[Dataset rows]
● ● ●
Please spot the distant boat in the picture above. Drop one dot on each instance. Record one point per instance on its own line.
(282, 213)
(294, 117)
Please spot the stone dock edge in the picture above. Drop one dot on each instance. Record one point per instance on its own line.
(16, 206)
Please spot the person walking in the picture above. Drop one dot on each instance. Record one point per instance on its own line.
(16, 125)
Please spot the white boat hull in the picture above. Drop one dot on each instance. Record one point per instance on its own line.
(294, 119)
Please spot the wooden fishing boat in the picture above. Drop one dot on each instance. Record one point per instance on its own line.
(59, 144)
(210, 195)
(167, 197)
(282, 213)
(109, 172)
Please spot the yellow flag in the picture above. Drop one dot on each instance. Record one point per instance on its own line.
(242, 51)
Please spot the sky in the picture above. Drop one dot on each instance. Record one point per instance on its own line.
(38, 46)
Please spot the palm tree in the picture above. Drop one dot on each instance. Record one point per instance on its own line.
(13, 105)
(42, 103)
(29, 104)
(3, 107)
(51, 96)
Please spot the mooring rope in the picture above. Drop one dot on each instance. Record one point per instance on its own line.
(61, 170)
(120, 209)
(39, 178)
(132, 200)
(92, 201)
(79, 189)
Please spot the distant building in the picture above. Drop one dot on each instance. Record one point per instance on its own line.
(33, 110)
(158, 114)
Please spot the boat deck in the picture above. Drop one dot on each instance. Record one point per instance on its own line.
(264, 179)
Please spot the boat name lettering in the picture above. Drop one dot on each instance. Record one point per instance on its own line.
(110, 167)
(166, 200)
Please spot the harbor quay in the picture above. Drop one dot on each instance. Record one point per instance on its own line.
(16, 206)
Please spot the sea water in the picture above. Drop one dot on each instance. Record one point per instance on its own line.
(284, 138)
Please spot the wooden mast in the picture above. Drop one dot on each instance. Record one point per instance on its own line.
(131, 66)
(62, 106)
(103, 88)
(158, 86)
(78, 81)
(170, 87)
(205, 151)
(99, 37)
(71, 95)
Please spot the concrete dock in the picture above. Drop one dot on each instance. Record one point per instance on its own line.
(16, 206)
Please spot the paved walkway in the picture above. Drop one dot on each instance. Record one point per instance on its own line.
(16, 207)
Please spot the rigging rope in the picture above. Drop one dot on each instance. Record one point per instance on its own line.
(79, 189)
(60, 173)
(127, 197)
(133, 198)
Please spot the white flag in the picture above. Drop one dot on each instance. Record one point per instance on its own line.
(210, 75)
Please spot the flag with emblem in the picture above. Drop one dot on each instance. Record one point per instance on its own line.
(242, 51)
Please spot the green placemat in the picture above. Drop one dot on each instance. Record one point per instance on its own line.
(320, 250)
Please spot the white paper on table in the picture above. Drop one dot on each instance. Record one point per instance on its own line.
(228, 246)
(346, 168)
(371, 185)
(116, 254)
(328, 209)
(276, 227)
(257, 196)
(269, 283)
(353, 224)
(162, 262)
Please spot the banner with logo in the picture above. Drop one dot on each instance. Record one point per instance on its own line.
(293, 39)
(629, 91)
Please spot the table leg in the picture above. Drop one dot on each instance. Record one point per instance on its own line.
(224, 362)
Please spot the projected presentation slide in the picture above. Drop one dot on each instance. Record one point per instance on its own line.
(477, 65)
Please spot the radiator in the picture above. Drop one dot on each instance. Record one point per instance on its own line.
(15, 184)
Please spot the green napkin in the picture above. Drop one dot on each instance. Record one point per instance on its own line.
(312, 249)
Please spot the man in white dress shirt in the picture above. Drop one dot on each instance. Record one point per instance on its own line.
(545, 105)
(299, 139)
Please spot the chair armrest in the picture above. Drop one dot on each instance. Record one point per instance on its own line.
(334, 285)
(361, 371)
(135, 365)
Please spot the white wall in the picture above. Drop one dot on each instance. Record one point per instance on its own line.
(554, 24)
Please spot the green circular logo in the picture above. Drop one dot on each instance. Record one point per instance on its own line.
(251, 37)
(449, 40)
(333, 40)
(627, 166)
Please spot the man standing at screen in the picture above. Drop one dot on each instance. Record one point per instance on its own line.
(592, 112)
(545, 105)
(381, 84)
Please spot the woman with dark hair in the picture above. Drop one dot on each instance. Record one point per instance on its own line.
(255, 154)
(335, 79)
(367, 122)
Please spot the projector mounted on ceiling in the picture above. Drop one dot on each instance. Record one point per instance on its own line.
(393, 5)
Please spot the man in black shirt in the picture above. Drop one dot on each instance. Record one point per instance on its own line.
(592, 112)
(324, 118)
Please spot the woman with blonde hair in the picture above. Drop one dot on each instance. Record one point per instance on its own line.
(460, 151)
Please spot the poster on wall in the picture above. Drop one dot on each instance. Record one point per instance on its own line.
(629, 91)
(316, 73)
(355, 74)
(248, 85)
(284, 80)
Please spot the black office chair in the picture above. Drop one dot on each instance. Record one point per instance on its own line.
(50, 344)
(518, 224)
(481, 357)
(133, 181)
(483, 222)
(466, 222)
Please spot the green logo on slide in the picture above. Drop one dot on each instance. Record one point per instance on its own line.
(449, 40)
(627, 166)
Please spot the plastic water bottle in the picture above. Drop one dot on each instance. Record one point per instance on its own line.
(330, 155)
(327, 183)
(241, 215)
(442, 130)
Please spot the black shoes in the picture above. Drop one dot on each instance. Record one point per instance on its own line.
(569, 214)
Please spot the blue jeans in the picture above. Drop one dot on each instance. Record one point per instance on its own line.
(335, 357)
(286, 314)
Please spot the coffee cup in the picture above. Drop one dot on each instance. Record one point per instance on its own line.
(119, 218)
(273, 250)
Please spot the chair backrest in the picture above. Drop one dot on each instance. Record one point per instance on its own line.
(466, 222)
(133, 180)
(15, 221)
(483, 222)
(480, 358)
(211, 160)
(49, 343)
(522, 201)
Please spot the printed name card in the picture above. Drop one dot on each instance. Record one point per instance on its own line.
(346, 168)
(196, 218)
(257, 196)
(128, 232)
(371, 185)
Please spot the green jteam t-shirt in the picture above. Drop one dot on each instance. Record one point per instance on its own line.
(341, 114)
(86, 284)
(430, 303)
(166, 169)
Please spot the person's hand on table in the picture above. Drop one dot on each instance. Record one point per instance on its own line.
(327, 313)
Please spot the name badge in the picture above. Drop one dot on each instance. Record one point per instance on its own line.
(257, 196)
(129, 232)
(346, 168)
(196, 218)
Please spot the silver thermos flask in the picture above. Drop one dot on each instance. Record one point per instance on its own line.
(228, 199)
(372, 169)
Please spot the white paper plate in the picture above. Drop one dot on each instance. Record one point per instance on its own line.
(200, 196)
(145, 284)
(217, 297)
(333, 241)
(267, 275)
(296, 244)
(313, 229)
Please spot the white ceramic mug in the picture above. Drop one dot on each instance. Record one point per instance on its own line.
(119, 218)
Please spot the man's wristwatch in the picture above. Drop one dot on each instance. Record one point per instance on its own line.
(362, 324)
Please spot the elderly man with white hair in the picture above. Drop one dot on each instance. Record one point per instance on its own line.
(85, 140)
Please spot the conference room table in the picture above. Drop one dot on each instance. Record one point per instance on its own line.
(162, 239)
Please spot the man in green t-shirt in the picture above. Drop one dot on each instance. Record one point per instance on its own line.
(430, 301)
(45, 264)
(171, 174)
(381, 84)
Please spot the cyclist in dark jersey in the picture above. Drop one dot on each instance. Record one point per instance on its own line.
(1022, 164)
● ● ●
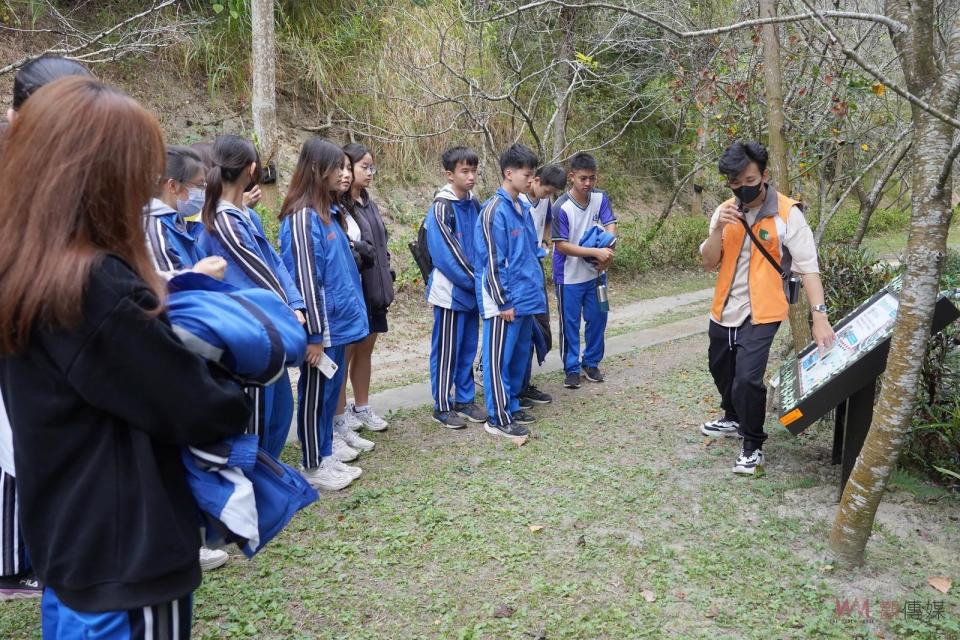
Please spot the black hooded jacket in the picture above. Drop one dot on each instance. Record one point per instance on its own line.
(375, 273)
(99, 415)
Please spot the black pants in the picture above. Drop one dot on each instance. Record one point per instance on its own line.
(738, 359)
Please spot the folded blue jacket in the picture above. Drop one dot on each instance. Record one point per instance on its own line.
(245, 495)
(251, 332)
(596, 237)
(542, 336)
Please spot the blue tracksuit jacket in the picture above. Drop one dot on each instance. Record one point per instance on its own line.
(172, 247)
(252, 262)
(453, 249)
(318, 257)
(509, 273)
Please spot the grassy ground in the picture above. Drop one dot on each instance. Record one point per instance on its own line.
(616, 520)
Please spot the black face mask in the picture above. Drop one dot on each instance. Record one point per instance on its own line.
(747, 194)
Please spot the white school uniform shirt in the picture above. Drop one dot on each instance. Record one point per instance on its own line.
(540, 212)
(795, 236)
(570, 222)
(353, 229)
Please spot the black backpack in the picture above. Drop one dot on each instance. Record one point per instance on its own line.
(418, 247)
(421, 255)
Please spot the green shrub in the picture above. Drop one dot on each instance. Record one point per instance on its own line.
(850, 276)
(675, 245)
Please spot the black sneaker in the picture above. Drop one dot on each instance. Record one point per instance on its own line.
● ● ●
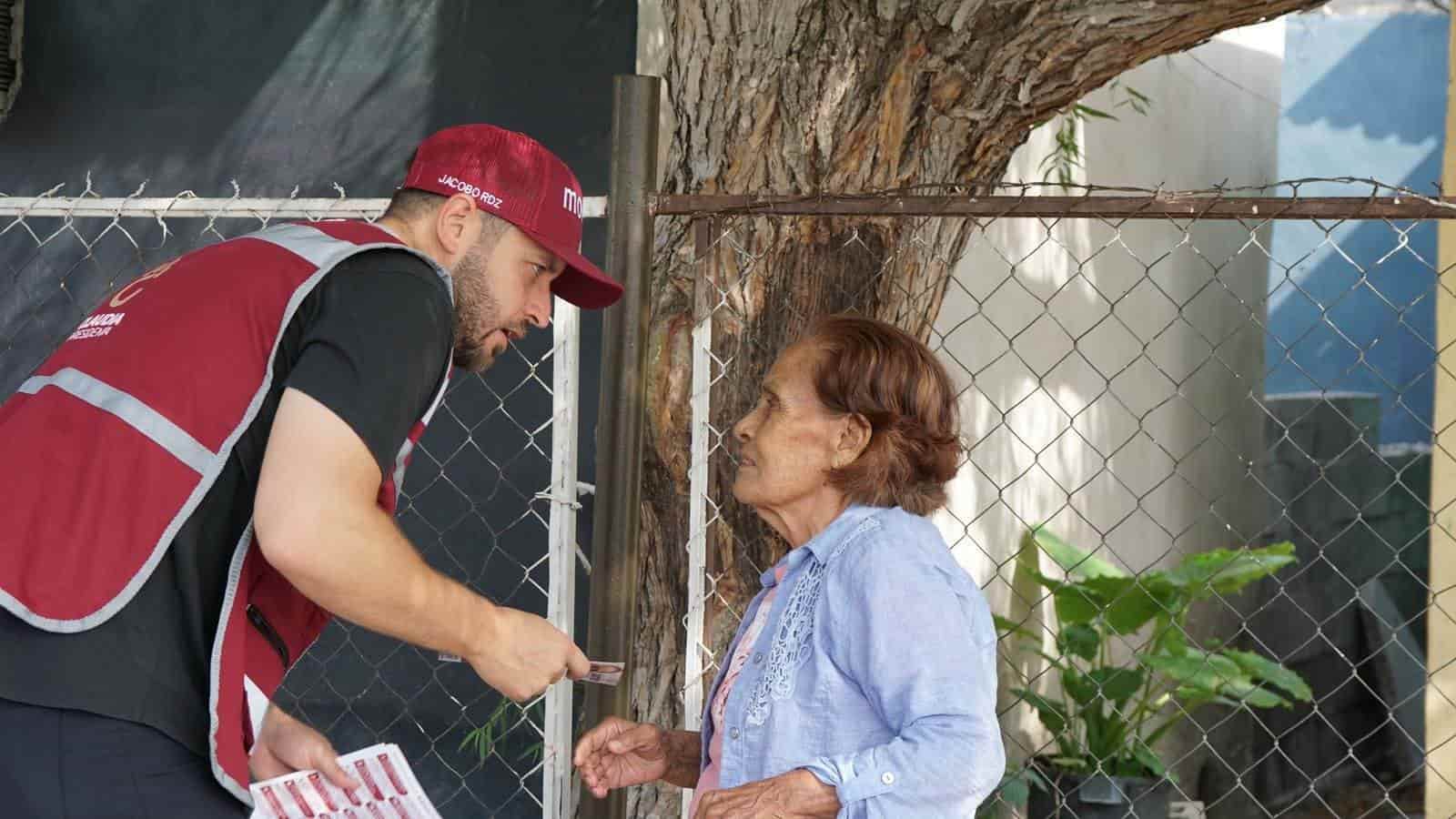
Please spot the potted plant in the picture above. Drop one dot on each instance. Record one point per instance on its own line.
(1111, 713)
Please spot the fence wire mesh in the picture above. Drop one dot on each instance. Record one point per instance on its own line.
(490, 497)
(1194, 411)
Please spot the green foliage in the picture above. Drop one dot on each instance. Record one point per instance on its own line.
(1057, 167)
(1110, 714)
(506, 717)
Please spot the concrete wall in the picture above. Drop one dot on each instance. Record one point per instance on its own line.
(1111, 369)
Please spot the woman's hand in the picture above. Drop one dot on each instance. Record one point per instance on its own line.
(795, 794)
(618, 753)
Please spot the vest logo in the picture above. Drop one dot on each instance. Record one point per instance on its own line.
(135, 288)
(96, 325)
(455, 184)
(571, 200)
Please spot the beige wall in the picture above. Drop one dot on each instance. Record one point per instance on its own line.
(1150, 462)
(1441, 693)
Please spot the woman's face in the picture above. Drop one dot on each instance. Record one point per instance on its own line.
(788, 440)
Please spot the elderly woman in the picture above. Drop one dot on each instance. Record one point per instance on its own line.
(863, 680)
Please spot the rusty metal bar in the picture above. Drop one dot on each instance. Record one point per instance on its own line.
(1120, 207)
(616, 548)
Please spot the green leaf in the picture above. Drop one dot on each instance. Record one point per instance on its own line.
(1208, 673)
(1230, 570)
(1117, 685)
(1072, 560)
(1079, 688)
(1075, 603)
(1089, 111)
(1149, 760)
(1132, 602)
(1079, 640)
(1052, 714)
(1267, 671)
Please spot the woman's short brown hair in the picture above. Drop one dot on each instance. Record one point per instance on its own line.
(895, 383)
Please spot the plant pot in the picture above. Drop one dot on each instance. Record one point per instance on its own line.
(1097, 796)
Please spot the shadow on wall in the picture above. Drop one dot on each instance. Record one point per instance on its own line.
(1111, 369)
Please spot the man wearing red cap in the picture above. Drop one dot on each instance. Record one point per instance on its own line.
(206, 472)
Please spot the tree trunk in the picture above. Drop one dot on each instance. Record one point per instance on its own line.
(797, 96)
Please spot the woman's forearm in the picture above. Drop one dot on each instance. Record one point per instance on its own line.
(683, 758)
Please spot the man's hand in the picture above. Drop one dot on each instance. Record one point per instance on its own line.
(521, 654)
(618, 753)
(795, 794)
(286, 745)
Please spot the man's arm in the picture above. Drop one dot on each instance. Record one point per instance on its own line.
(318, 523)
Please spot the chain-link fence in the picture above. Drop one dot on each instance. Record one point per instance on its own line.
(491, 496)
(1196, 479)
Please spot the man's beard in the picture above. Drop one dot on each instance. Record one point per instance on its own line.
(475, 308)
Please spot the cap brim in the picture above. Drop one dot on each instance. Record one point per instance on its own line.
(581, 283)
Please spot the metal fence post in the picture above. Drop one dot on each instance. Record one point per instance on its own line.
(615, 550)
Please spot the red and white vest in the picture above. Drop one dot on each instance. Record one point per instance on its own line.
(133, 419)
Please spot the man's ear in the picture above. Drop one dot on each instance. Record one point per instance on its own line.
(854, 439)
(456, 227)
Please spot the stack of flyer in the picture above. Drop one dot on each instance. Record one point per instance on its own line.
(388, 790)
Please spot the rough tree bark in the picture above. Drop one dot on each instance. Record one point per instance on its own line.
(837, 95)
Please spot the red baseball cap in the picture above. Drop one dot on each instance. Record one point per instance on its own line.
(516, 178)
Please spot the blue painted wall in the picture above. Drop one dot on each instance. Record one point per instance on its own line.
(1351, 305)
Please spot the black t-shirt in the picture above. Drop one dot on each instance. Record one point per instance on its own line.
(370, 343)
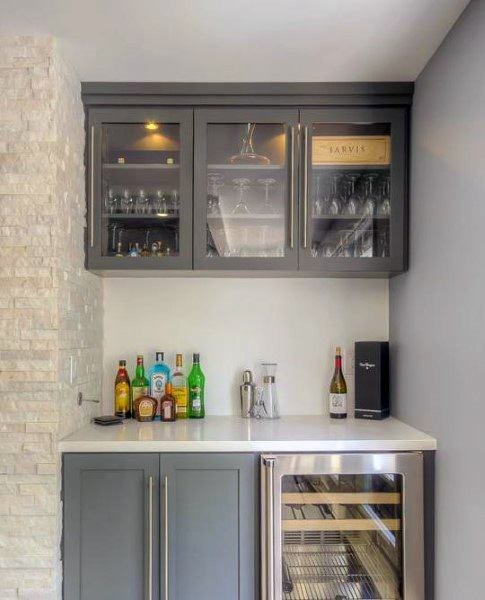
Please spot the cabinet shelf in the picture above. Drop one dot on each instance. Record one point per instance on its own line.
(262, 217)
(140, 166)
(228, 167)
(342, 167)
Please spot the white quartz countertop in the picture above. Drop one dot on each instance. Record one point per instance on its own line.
● ● ●
In the data above, locate each line that contains the word "rope", with matching case, and copy those lines.

Please spot the mooring rope in the picture above. Drop one dot on each instance. Record one point per instance on its own line.
Please spot the rigging rope in the picture above. Drop one dot on each instance. Record one point per instance on its own line.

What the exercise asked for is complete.